TEXT PASSAGE
========

Bristol SCRAPS Mayor system

Marvin Rees had previously announced he'd be standing down in 2024

Anti-mayor campaigners enjoying victory
Author: Abbie ChesherPublished 6th May 2022
Last updated 6th May 2022

Bristol has voted to scrap its current Mayor system, in favour of a committee system.

A referendum was held on the position after city councillors voted back in December, saying the system was undemocratic because it gave them no say in how Bristol is run.

There was a reasonably low turnout - with just 29% of eligible people going to the polls. Of the voters, 59% opted to scrap the current system.

'I really hope my fears of the committee system are not warranted'

Current Mayor Marvin Rees, who represents Labour, spoke to us at the count at the Oasis Academy in Brislington overnight and said "I really hope that my fears of the committee system are not warranted and that it proves to be successful.

"Because of the scale of the challenges we face right now coming off the back of the pandemic, dealing with Brexit and the climate emergency - that requires a city that is focussed on making decisions and not focussed on internal wrangling."

Marvin Rees was not selected as a Labour candidate in July's General Election

'Unhealthy concentration of power'

The most vocal opposition to the mayoral model in Bristol has come from within the council itself.

Opposition councillors, in particular those representing the Greens and Liberal Democrats, claim it has taken democracy away from citizens because the councillors residents have voted in are unable to do much to influence policy, unless they sit on the mayor's cabinet.

Carla Denyer, a Green council member for Clifton Down who is also co-leader of the party nationally, has repeatedly stressed her view that the mayoral system "is an unhealthy concentration of power in the hands of one person".

Bristol's Labour MP Kerry McCarthy wanted to keep the position of the independently elected mayor and has been quoted as saying the old committee system has been "tried, tested and failed", while in an opinion piece recently written for Bristol 24/7, Labour's Ellie King, who sits on Mr Rees' cabinet, said abolishing the mayor would relegate Bristol "to the status of a parish council".

Current Mayor Marvin Rees previously announced he would be standing down in 2024, and today's result now means he won't be replaced.

========

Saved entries
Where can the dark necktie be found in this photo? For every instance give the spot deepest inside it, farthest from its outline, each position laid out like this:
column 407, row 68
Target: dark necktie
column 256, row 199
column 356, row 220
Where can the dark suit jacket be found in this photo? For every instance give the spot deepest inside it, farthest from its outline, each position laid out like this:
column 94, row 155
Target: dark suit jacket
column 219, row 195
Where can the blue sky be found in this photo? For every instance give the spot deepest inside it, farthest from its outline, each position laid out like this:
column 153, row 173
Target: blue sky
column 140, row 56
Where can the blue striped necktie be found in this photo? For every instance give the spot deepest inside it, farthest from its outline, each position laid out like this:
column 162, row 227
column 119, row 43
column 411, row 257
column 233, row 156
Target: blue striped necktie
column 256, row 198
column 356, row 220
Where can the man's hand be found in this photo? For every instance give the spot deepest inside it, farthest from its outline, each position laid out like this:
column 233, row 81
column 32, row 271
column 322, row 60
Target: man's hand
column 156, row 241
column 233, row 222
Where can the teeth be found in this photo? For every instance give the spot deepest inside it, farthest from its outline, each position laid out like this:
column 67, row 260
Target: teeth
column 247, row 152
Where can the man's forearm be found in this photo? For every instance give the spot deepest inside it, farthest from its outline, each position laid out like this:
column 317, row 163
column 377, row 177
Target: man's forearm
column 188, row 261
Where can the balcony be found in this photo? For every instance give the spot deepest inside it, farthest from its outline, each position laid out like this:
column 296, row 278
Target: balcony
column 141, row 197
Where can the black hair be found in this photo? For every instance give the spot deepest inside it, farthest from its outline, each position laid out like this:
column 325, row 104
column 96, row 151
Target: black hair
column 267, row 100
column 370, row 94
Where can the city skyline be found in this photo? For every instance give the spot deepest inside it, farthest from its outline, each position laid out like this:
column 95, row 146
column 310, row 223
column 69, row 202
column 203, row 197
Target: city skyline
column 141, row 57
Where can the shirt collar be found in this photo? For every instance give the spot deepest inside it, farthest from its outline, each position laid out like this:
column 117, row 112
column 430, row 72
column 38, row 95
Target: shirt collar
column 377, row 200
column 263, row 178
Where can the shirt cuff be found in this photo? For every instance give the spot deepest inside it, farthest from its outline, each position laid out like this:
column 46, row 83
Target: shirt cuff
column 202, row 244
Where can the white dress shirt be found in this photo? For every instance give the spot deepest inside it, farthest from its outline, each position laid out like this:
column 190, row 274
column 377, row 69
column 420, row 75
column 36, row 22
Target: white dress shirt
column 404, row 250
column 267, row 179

========

THINGS TO DO
a) In the article on Bristol's mayor vote, what share of voters chose to scrap the current system?
b) Write out everything in the Bristol mayor article from "Carla Denyer, a" down to "won't be replaced.", replacing "Clifton Down" with "Redland".
None of this data plays any part here.

PER-TASK OUTPUTS
a) 59%

b)
Carla Denyer, a Green council member for Redland who is also co-leader of the party nationally, has repeatedly stressed her view that the mayoral system "is an unhealthy concentration of power in the hands of one person".

Bristol's Labour MP Kerry McCarthy wanted to keep the position of the independently elected mayor and has been quoted as saying the old committee system has been "tried, tested and failed", while in an opinion piece recently written for Bristol 24/7, Labour's Ellie King, who sits on Mr Rees' cabinet, said abolishing the mayor would relegate Bristol "to the status of a parish council".

Current Mayor Marvin Rees previously announced he would be standing down in 2024, and today's result now means he won't be replaced.